**EXERCISE AIM:** Word for word, restate every line of the material.
++++ ENTRIES PROVIDED ++++
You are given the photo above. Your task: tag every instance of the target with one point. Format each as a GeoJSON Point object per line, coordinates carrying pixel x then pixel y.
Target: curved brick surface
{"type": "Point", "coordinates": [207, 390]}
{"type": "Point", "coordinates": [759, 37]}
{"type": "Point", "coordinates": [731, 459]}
++++
**WRITTEN ANSWER:**
You are given the photo above. Your task: tag every instance of the target with one point. Format each as a GeoJSON Point object per line, coordinates carrying pixel x then pixel y.
Target: curved brick surface
{"type": "Point", "coordinates": [207, 390]}
{"type": "Point", "coordinates": [759, 37]}
{"type": "Point", "coordinates": [731, 459]}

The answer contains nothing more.